(Region-labeling entries)
********

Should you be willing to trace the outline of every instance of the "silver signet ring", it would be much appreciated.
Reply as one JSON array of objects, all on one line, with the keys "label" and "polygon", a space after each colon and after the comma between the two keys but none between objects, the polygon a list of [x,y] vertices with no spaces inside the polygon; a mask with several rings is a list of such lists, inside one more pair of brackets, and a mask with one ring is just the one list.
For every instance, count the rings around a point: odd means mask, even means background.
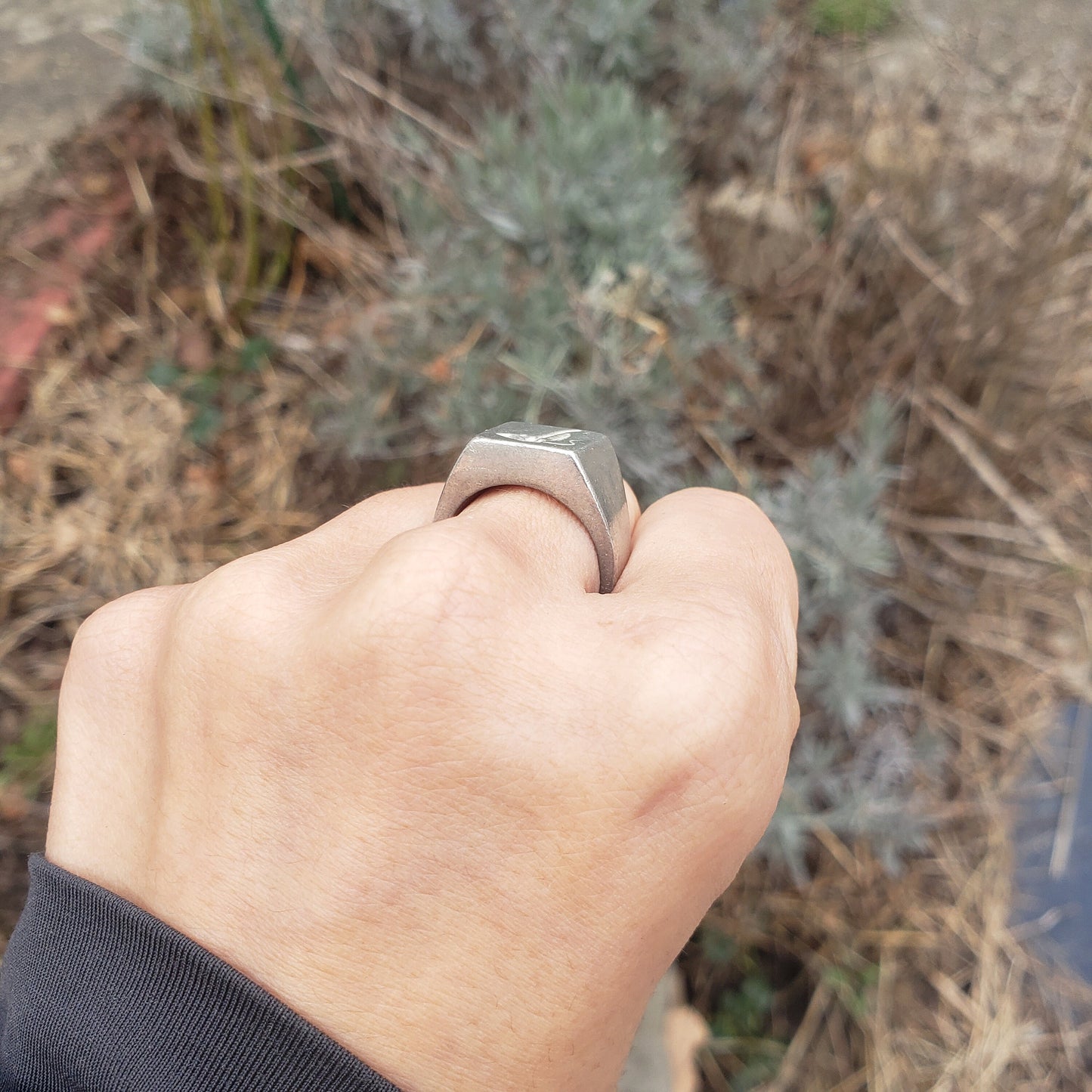
[{"label": "silver signet ring", "polygon": [[434,520],[458,515],[478,494],[505,485],[537,489],[583,523],[600,560],[600,591],[613,591],[632,527],[614,446],[602,432],[510,420],[478,432],[444,483]]}]

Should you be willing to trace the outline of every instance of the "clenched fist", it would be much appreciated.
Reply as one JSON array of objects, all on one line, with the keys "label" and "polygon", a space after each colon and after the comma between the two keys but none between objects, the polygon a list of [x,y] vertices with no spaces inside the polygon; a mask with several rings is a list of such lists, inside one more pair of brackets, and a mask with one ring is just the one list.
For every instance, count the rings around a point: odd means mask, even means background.
[{"label": "clenched fist", "polygon": [[439,491],[93,615],[47,856],[407,1092],[605,1092],[778,799],[792,565],[688,489],[600,595],[556,501]]}]

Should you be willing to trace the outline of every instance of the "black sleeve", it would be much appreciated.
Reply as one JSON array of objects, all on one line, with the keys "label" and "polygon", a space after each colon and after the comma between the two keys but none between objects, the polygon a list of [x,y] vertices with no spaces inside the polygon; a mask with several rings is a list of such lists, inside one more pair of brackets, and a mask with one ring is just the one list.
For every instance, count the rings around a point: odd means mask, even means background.
[{"label": "black sleeve", "polygon": [[2,1092],[397,1092],[200,945],[38,855],[0,973]]}]

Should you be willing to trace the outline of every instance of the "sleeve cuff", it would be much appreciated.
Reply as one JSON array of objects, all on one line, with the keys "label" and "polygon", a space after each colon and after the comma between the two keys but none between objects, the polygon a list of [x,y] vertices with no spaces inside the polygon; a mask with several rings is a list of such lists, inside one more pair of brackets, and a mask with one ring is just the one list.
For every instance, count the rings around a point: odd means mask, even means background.
[{"label": "sleeve cuff", "polygon": [[31,858],[0,975],[10,1092],[399,1092],[200,945]]}]

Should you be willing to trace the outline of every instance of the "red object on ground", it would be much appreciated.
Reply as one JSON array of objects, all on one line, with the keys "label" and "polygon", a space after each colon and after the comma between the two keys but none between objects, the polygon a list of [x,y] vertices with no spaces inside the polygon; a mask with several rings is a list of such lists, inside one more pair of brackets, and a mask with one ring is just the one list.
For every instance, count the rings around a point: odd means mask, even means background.
[{"label": "red object on ground", "polygon": [[57,241],[61,248],[29,280],[26,295],[0,295],[0,430],[19,420],[43,343],[55,325],[70,317],[75,289],[114,240],[118,218],[132,207],[132,192],[123,179],[118,181],[121,188],[97,206],[59,204],[14,240],[31,251]]}]

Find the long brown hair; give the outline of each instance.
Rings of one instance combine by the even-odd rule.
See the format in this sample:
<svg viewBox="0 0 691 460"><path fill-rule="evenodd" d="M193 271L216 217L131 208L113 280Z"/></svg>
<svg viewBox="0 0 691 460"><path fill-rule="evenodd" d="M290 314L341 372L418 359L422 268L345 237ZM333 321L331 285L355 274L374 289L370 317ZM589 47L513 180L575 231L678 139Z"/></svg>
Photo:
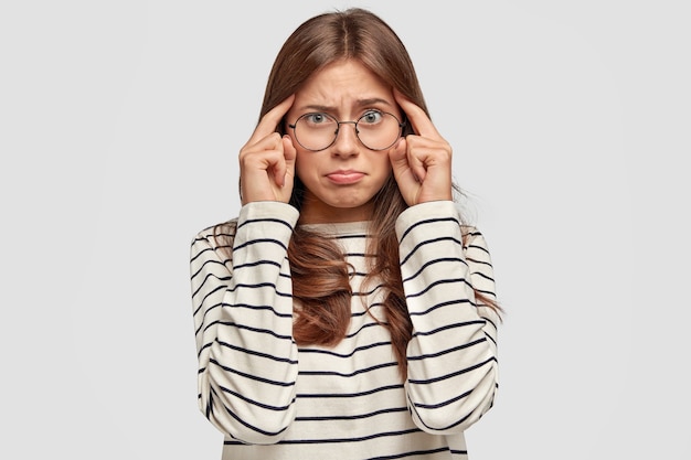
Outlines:
<svg viewBox="0 0 691 460"><path fill-rule="evenodd" d="M422 89L411 57L396 33L370 11L352 8L316 15L286 40L272 68L259 119L296 93L317 71L340 60L357 60L397 89L425 113ZM285 122L276 130L285 133ZM407 127L404 135L412 133ZM304 184L295 178L290 204L301 208ZM386 289L385 321L402 376L406 373L406 346L412 336L398 267L395 222L407 207L393 178L374 197L369 254L376 255L366 281ZM349 267L334 242L297 226L288 246L293 295L298 301L294 338L298 344L333 345L348 331L351 314ZM485 299L489 302L489 299ZM491 302L489 302L491 304Z"/></svg>

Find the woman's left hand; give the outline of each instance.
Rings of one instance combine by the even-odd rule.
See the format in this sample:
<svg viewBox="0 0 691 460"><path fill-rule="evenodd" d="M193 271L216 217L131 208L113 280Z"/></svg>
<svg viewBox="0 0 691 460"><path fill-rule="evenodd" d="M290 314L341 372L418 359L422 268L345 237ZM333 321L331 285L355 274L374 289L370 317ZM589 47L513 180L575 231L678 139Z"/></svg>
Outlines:
<svg viewBox="0 0 691 460"><path fill-rule="evenodd" d="M393 174L403 199L408 206L453 200L451 146L439 135L422 108L395 89L394 97L416 132L401 138L389 150Z"/></svg>

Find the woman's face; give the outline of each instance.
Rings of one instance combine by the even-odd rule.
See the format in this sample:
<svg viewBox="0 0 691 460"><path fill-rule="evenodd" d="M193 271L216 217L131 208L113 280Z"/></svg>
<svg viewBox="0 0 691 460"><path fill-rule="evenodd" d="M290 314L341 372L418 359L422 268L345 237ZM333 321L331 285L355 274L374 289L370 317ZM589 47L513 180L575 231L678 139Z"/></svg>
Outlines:
<svg viewBox="0 0 691 460"><path fill-rule="evenodd" d="M364 122L374 121L380 113L390 113L400 120L401 110L392 88L358 61L338 61L315 73L296 93L287 114L289 125L297 127L304 142L307 129L319 129L331 120L355 121L366 115ZM305 130L300 130L305 127ZM363 133L361 128L361 136ZM296 174L305 184L300 211L302 223L354 222L371 217L372 199L391 174L389 149L371 150L355 135L353 124L341 124L336 141L320 151L307 150L288 129L297 149ZM332 131L331 131L332 132ZM327 135L328 136L328 135ZM395 135L394 135L395 136ZM310 146L308 146L310 147Z"/></svg>

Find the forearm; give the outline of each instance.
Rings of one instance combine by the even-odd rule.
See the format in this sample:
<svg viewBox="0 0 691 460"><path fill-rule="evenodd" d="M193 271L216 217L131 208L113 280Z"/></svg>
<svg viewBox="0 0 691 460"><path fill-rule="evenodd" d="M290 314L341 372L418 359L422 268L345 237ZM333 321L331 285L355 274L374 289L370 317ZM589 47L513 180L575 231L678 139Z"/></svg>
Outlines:
<svg viewBox="0 0 691 460"><path fill-rule="evenodd" d="M407 349L408 404L422 429L463 431L491 407L497 388L493 312L478 308L471 268L477 264L466 257L451 202L410 208L396 228L413 323ZM488 279L482 291L493 297L491 265L482 269Z"/></svg>
<svg viewBox="0 0 691 460"><path fill-rule="evenodd" d="M217 248L204 252L214 259L193 257L200 409L245 442L277 441L294 417L297 349L286 252L296 220L285 204L246 205L232 258L217 258Z"/></svg>

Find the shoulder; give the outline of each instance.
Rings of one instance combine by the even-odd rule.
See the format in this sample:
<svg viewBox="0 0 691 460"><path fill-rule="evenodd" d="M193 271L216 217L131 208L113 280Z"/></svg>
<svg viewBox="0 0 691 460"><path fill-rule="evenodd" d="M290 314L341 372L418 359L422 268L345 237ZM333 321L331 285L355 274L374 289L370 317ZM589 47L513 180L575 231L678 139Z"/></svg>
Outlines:
<svg viewBox="0 0 691 460"><path fill-rule="evenodd" d="M202 228L192 238L192 246L202 244L211 249L232 248L237 231L237 217Z"/></svg>

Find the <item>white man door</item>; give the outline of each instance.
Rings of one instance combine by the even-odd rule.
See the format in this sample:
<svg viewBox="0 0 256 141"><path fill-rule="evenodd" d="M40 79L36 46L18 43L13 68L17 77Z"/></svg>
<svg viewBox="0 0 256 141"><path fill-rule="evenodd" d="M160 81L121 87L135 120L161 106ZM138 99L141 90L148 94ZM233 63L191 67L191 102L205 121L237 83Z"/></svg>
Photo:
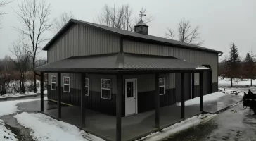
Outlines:
<svg viewBox="0 0 256 141"><path fill-rule="evenodd" d="M125 116L137 113L136 79L125 80Z"/></svg>

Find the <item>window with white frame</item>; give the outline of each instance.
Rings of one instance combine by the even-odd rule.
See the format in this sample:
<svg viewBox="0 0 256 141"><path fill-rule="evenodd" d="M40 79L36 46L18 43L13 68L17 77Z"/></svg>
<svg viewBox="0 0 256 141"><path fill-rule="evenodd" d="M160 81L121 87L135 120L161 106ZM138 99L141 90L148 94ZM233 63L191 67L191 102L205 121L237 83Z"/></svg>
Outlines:
<svg viewBox="0 0 256 141"><path fill-rule="evenodd" d="M89 96L89 78L85 78L85 95Z"/></svg>
<svg viewBox="0 0 256 141"><path fill-rule="evenodd" d="M110 79L101 79L101 98L111 99L111 85Z"/></svg>
<svg viewBox="0 0 256 141"><path fill-rule="evenodd" d="M51 75L51 90L56 90L56 77Z"/></svg>
<svg viewBox="0 0 256 141"><path fill-rule="evenodd" d="M160 95L165 94L165 78L159 78L159 94Z"/></svg>
<svg viewBox="0 0 256 141"><path fill-rule="evenodd" d="M70 77L64 76L63 79L63 92L70 92Z"/></svg>

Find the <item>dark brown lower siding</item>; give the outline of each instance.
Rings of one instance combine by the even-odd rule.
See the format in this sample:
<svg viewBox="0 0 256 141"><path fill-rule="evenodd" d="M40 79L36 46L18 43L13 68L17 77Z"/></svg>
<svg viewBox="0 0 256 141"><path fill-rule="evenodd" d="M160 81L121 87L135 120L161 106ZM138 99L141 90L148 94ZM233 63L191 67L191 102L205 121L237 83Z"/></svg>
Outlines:
<svg viewBox="0 0 256 141"><path fill-rule="evenodd" d="M160 96L160 106L174 104L175 89L165 90L165 94ZM143 112L155 109L155 91L138 92L138 112Z"/></svg>
<svg viewBox="0 0 256 141"><path fill-rule="evenodd" d="M217 82L213 82L212 83L212 92L218 92L219 86Z"/></svg>
<svg viewBox="0 0 256 141"><path fill-rule="evenodd" d="M57 90L52 90L48 85L48 98L58 101ZM62 87L62 102L74 106L81 106L81 90L70 88L70 92L63 92ZM86 108L110 115L115 115L115 94L111 94L111 99L101 98L99 92L89 91L89 95L85 96Z"/></svg>
<svg viewBox="0 0 256 141"><path fill-rule="evenodd" d="M200 85L195 85L195 97L200 97ZM212 83L212 92L218 92L218 83L213 82ZM205 95L205 94L204 94Z"/></svg>

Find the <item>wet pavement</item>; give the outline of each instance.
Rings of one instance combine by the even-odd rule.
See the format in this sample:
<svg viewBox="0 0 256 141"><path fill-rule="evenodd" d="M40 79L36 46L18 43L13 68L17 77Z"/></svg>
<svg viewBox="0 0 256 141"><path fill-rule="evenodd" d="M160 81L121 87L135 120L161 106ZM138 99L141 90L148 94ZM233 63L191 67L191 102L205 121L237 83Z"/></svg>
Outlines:
<svg viewBox="0 0 256 141"><path fill-rule="evenodd" d="M256 141L256 116L240 103L203 125L169 137L165 141Z"/></svg>

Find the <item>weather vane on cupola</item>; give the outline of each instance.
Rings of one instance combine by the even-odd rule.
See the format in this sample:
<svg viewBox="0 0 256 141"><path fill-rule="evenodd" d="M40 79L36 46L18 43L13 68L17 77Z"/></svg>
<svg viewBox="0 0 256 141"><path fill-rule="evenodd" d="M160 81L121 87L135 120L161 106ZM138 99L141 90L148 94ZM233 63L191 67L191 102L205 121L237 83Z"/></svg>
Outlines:
<svg viewBox="0 0 256 141"><path fill-rule="evenodd" d="M141 12L141 13L139 14L139 16L141 18L141 20L142 20L142 17L144 16L146 16L146 14L144 14L143 12L141 12L141 11L140 11L140 12Z"/></svg>

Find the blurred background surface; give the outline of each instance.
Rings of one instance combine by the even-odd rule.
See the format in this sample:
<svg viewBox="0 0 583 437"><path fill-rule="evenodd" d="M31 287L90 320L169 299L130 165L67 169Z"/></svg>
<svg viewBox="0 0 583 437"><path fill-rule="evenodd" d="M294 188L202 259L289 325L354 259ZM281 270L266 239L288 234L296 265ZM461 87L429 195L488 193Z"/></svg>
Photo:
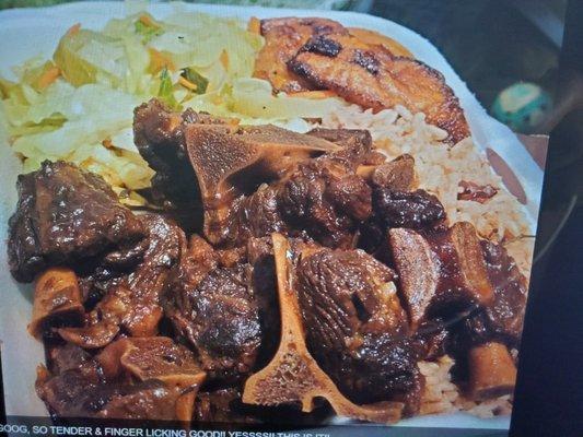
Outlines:
<svg viewBox="0 0 583 437"><path fill-rule="evenodd" d="M2 8L70 0L0 0ZM196 1L195 1L196 2ZM522 133L548 133L557 98L567 0L207 0L206 3L368 12L430 39L492 116ZM569 109L573 105L569 103ZM557 111L560 116L557 117Z"/></svg>

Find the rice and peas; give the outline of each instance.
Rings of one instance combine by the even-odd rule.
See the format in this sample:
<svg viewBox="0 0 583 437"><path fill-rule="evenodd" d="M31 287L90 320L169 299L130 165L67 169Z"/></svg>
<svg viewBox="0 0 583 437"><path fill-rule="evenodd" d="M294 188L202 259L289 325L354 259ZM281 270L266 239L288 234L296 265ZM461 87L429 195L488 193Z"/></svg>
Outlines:
<svg viewBox="0 0 583 437"><path fill-rule="evenodd" d="M470 222L481 236L504 244L525 276L529 276L534 241L527 237L532 232L525 210L504 188L502 179L492 172L485 154L470 138L450 146L442 141L446 137L445 131L428 125L423 114L411 114L401 106L373 114L339 98L311 101L285 95L272 96L269 83L252 78L253 62L242 59L243 56L253 58L253 54L260 48L260 40L256 36L244 35L243 27L234 21L185 11L176 11L164 22L150 21L144 16L138 13L110 22L104 31L107 39L101 33L85 34L86 44L101 44L98 49L102 57L105 49L121 50L121 54L127 55L124 50L129 45L141 45L138 49L131 46L132 56L125 66L113 64L106 71L96 70L91 78L79 79L74 75L77 79L71 81L67 78L73 75L72 72L67 74L67 68L81 64L86 71L88 66L91 67L96 60L91 58L91 51L68 50L66 64L55 66L36 60L16 70L20 82L0 80L0 109L8 121L11 144L23 157L25 170L35 169L45 158L72 161L101 174L127 204L140 205L144 199L137 190L148 186L152 172L132 141L131 109L137 104L158 95L182 108L191 107L213 115L237 117L248 123L272 122L300 132L313 127L305 119L317 117L325 128L369 130L376 147L389 158L404 153L412 155L420 187L438 196L450 222ZM188 35L184 25L196 20L202 20L203 29L214 38L217 59L206 59L205 67L191 63L198 60L197 56L207 55L180 51L186 50L183 47L185 38L200 35L200 28ZM148 27L149 23L154 25ZM221 26L217 26L218 23ZM178 37L179 44L168 39L171 33ZM246 37L241 38L242 35ZM237 48L236 52L233 51L234 47ZM149 51L150 57L152 52L166 56L177 72L196 67L201 74L208 74L208 92L200 95L184 90L179 86L182 75L176 72L162 78L164 72L152 70L151 62L140 59L148 56ZM231 54L231 62L224 61L223 52L226 56ZM55 59L57 61L58 57ZM54 68L60 69L60 76L43 88L34 86L31 71L46 79L47 72L55 71ZM119 78L130 74L130 80L126 78L116 83L116 71ZM168 80L170 87L163 83ZM163 88L165 95L161 95ZM55 111L55 107L60 110ZM115 110L112 111L112 107ZM458 200L460 181L490 185L498 192L483 203ZM421 414L467 411L491 417L511 412L510 395L480 403L465 399L463 391L451 380L454 361L450 356L442 356L434 362L420 362L418 365L425 377Z"/></svg>

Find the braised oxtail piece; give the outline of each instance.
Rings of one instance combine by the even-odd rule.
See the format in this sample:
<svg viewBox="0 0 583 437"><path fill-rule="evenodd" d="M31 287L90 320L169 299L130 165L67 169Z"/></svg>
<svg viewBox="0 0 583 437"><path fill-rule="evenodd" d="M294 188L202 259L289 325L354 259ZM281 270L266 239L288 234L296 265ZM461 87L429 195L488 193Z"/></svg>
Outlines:
<svg viewBox="0 0 583 437"><path fill-rule="evenodd" d="M121 339L96 356L50 347L36 391L58 417L138 418L189 423L205 373L170 338Z"/></svg>
<svg viewBox="0 0 583 437"><path fill-rule="evenodd" d="M38 170L19 176L18 190L8 244L10 271L18 281L31 282L54 265L83 267L135 247L147 235L101 176L72 164L45 161Z"/></svg>
<svg viewBox="0 0 583 437"><path fill-rule="evenodd" d="M401 403L352 403L313 358L304 340L296 292L291 287L288 240L278 234L272 238L281 308L281 340L273 359L267 367L247 379L243 402L257 405L296 403L303 412L311 412L315 408L314 400L324 398L336 413L342 416L380 423L399 420Z"/></svg>
<svg viewBox="0 0 583 437"><path fill-rule="evenodd" d="M307 346L340 391L358 403L399 400L419 409L421 349L410 336L396 274L362 250L300 256L296 290Z"/></svg>
<svg viewBox="0 0 583 437"><path fill-rule="evenodd" d="M176 223L162 215L142 214L139 220L149 233L142 261L110 284L95 308L84 316L81 327L58 329L63 340L85 349L98 349L119 333L158 334L163 317L162 296L170 287L186 237Z"/></svg>

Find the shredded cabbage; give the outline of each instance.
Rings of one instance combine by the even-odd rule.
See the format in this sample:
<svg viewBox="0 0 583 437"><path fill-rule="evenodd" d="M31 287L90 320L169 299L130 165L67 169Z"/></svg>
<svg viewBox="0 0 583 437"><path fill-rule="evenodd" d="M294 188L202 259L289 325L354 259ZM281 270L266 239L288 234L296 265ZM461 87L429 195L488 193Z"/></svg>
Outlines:
<svg viewBox="0 0 583 437"><path fill-rule="evenodd" d="M176 110L191 107L246 123L275 123L298 131L303 118L322 117L338 98L273 95L253 78L260 35L245 23L188 12L176 5L164 20L130 2L128 16L101 32L71 27L51 59L14 68L0 78L2 118L24 172L45 160L66 160L102 175L130 205L153 170L133 144L133 108L158 96Z"/></svg>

********

### WORK INSTRUCTIONS
Could you rewrite the material from the line with "Find the forearm;" up to and including the line with "349L408 404L422 429L463", putting "lower arm" in place of "forearm" and leaving everything else unchanged?

### TASK SOLUTION
Find the lower arm; give the outline of each instance.
Rings of one instance combine by the even-odd rule.
See the format in this sample:
<svg viewBox="0 0 691 460"><path fill-rule="evenodd" d="M193 271L216 217L131 208L113 280Z"/></svg>
<svg viewBox="0 0 691 460"><path fill-rule="evenodd" d="M290 314L341 372L418 359L422 268L345 237ZM333 321L331 285L355 274L374 289L370 317ZM589 47L513 180L575 231L678 139Z"/></svg>
Outlines:
<svg viewBox="0 0 691 460"><path fill-rule="evenodd" d="M407 349L408 404L422 429L463 431L491 407L497 388L493 312L478 308L471 268L477 264L466 257L451 202L410 208L396 228L413 323ZM488 279L482 291L493 297L491 265L482 269Z"/></svg>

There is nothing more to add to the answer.